───── DATA LISTING ─────

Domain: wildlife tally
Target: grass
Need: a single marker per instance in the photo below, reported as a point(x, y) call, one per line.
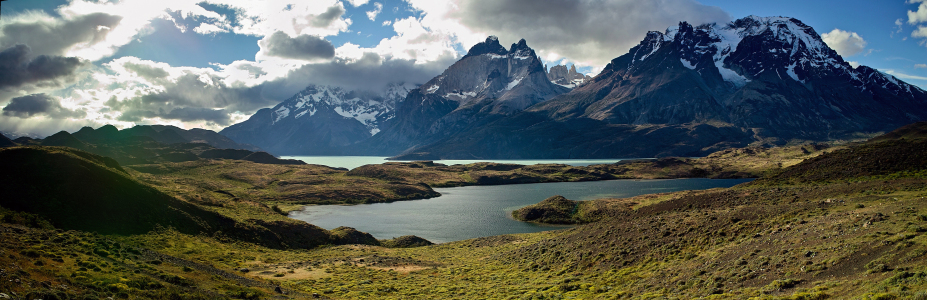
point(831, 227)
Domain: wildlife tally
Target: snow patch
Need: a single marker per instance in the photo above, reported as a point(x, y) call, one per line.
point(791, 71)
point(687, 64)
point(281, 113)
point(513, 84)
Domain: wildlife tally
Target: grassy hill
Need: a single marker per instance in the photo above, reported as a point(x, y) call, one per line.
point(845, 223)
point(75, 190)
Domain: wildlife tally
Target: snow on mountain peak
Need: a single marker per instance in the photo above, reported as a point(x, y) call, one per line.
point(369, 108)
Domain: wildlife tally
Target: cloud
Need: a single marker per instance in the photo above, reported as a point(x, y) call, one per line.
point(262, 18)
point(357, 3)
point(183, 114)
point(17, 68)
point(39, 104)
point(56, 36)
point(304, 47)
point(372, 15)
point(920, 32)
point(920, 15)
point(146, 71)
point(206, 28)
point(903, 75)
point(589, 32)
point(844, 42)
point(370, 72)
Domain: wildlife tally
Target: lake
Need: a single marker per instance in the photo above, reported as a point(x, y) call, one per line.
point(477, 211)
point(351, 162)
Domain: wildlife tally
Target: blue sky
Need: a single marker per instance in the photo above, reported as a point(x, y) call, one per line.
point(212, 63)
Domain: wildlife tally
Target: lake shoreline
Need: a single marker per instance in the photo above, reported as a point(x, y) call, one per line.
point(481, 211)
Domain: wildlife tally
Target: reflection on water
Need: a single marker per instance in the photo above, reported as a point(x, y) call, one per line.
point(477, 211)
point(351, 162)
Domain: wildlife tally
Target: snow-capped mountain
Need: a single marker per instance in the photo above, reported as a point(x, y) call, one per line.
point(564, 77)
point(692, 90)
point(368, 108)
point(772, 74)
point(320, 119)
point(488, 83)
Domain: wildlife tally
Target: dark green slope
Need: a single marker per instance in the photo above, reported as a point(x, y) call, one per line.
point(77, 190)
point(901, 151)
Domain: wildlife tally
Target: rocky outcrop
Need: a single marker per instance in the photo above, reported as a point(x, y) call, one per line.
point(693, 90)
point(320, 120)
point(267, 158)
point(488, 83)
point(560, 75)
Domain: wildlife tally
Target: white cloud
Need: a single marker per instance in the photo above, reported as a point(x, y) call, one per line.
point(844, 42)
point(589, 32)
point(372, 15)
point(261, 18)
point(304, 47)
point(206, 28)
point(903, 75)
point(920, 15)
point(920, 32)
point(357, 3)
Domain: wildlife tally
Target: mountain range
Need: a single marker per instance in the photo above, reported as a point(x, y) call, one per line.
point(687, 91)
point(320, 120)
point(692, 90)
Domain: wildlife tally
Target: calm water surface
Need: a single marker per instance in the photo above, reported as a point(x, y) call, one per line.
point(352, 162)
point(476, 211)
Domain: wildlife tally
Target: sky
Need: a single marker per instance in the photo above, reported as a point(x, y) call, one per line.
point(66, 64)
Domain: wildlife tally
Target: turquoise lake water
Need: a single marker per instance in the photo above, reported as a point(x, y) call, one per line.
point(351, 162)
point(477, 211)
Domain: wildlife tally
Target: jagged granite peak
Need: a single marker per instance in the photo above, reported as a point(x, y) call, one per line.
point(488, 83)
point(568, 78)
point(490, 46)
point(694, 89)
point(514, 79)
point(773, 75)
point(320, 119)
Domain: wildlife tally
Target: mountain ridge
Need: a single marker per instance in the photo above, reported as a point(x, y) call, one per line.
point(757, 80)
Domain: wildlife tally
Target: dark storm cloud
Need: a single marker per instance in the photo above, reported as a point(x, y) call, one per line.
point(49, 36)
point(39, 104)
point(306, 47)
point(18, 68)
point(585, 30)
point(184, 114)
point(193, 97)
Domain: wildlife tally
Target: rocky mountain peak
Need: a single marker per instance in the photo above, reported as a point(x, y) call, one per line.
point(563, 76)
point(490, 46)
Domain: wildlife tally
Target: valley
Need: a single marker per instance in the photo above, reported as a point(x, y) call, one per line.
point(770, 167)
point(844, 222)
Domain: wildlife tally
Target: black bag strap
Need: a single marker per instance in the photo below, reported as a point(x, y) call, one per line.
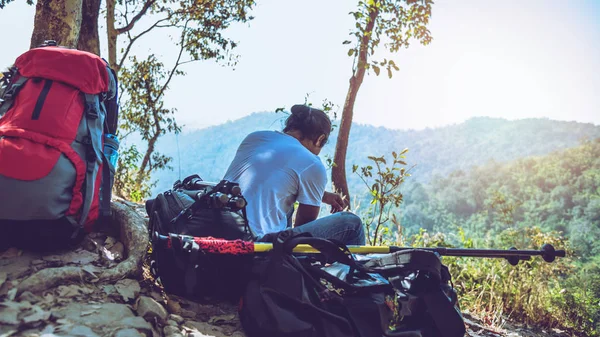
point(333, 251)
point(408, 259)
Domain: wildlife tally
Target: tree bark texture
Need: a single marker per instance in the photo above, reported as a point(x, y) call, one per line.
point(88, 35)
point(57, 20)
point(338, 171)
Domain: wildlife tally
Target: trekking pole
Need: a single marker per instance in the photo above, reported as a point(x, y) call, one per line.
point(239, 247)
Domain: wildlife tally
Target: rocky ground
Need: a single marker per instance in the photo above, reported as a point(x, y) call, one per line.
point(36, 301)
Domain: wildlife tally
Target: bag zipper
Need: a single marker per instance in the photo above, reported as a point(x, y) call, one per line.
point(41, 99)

─────

## THE PROBLEM
Return the whole listing above line for line, without changing a word, and leave the pictures out.

## EXERCISE RESPONSE
Domain: wildlife tally
Target: grass
Need: a single marker per instance in the photo below, reported as a point(x, y) call, one per line.
point(831, 227)
Domain: wildlife tally
Target: snow patch
Need: a single marker per instance in the photo above, reported as a point(x, y) call, one per line.
point(791, 71)
point(687, 64)
point(281, 113)
point(513, 84)
Domain: wildlife tally
Target: grassy hill
Need: a single marker per instance in the photo above, reported as a point(x, y) call, one per line.
point(845, 223)
point(75, 190)
Domain: wildlife tally
Target: snow on mountain peak
Need: a single marker per instance in the photo above, reported as a point(x, y) call, one per line.
point(369, 108)
Domain: wildlife tally
Target: cloud
Need: a single marker per instance in the photo above, reported as a point(x, y) call, one per line.
point(262, 18)
point(357, 3)
point(183, 114)
point(17, 68)
point(39, 104)
point(56, 36)
point(304, 47)
point(372, 15)
point(920, 32)
point(920, 15)
point(146, 71)
point(206, 28)
point(903, 75)
point(589, 32)
point(844, 42)
point(370, 72)
Domain: wildlife tally
Target: lake
Need: a single marker per instance in the photo above, reported as a point(x, y) call, one per line.
point(477, 211)
point(351, 162)
Domain: wildlife tally
Target: blue sky
Need: a single marker per instance in the photo above, reported as a point(x, y) call, one per line.
point(212, 63)
Domain: wildlife tally
Target: lake shoreline
Need: a single marker per instance in the photo above, reported as a point(x, y) call, one per line.
point(481, 211)
Domain: wildlife tally
Target: reflection on water
Need: a single marker per instance in the photo above, reported as a point(x, y) call, one per line.
point(477, 211)
point(351, 162)
Domain: wildlife tally
Target: snow-capped mountain
Need: a single marker per instance in the photo above, reported as a point(x, y) call, one per line.
point(564, 77)
point(692, 90)
point(368, 108)
point(772, 74)
point(320, 119)
point(488, 83)
Domain: wildlife tally
Target: dark green slope
Need: a single marker per instance in the photo above, reported as a point(x, y) call, one per line.
point(77, 190)
point(901, 151)
Domain: wildlife tally
Target: rocky outcrop
Need: a single marker per instance in the photo above, reported as a point(x, y) call, one per line.
point(693, 90)
point(320, 120)
point(267, 158)
point(488, 83)
point(560, 75)
Domain: wildlife tally
Target: white cloud
Need: a single marker per instance in the photo above, reported as a point(x, y) call, one per line.
point(844, 42)
point(589, 32)
point(372, 15)
point(261, 18)
point(304, 47)
point(206, 28)
point(903, 75)
point(920, 15)
point(920, 32)
point(357, 3)
Domain: wildlife tally
Target: mountain range
Need: a single marker per instance in the photo above, reported as a point(x, y) call, one per line.
point(687, 91)
point(320, 120)
point(692, 90)
Domain: wildlife tally
Target: calm water surface
Need: a single marker per instance in the photo above, reported as a point(x, y) call, one per line.
point(352, 162)
point(476, 211)
Domain: wildlife tally
Target: sky
Need: a single marker per instance in the photo above, reported as a point(x, y) call, one per line.
point(66, 64)
Domain: wildlife tally
Target: turquoise lake water
Need: a single marker per instance in the photo above, reported as a point(x, y) call, one per line.
point(351, 162)
point(477, 211)
Domain: wildlife tally
Target: jagged granite peak
Need: a single marker per instance in the photo above, reported as a point(x, y) call, one per line.
point(488, 83)
point(568, 78)
point(490, 46)
point(694, 89)
point(514, 79)
point(773, 75)
point(320, 119)
Domain: wildlife tally
Target: mountain ridge
Need: a single marker per instance in the photo above, reported as a point(x, y) call, one per line.
point(757, 80)
Domain: wildlife tally
Target: dark storm cloud
Need: a single marker per instance in the photo above, reported as a point(x, y) call, one per line.
point(49, 36)
point(39, 104)
point(306, 47)
point(18, 68)
point(585, 30)
point(184, 114)
point(193, 97)
Domain: wildlife tally
Target: rocky mountain peak
Need: a single marker per instance in the photo above, reported as a point(x, y) call, one per line.
point(563, 76)
point(490, 46)
Domain: wildlife tally
Target: valley
Need: a single marker per instance in the photo above, reported as a point(x, y) call, one per line.
point(770, 167)
point(844, 222)
Domain: wildlife tally
Target: black bag strap
Need: a single marker per instance in the photo below, reported as a point(x, y) call, one per line.
point(333, 251)
point(408, 259)
Domain: wildlife tally
Target: tree bark texture
Need: a single marker per instance in the photo above, reported as a point(x, y) call, one per line.
point(88, 35)
point(57, 20)
point(338, 171)
Domain: wildlife tally
Target: trekking pole
Need: a single marker per instance in the photo above, reported as a point(x, y) call, one per line.
point(239, 247)
Domain: wildlife tally
Target: rocky ground
Need: a single marker per instance in the photo above, reported as a point(x, y) call, one per line.
point(36, 301)
Domain: wildlife tally
Target: bag zipper
Need: a single marker per instance in the photo above, reported as a point(x, y) call, one per line.
point(41, 99)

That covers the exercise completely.